** Start **

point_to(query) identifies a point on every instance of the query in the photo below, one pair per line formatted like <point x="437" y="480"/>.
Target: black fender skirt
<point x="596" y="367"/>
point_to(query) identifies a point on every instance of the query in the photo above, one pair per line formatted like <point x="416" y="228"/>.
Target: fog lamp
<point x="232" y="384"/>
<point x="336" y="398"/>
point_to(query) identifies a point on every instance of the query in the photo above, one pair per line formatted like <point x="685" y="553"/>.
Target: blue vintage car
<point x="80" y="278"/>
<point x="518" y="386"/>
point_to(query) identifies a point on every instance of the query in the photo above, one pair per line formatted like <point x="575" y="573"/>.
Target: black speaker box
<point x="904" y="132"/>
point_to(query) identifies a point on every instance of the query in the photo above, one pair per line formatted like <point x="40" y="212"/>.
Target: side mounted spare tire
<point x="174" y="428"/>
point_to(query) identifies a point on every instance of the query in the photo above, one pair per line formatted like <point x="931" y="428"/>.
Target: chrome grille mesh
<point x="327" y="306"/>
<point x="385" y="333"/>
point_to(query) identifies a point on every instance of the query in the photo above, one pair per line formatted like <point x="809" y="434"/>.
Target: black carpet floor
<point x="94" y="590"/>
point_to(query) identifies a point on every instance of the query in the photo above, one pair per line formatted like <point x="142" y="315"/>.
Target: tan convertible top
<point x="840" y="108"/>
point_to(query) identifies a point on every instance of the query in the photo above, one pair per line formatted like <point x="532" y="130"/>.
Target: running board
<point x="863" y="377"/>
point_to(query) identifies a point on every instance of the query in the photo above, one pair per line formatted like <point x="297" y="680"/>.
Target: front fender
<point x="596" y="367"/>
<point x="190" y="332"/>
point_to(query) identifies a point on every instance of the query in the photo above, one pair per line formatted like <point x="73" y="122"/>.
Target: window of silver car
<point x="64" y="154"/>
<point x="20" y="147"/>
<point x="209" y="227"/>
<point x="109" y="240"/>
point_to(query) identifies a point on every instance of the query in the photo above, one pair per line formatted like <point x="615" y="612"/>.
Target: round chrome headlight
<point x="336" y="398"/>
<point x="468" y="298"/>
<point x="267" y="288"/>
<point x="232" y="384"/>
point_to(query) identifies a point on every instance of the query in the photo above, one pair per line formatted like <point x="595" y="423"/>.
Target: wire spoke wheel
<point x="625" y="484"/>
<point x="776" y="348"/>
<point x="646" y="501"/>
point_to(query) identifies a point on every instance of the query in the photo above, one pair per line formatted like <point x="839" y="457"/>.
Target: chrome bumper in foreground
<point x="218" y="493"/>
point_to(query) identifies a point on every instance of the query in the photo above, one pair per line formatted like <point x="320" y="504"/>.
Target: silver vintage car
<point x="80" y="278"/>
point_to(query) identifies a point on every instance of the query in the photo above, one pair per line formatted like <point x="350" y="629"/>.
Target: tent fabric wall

** End **

▸ EXERCISE GOAL
Copy each line of the entries above that contains the word "vintage". Uppercase and lowercase letters count as different.

▸ THE REPLY
Target: blue vintage car
Target: silver vintage car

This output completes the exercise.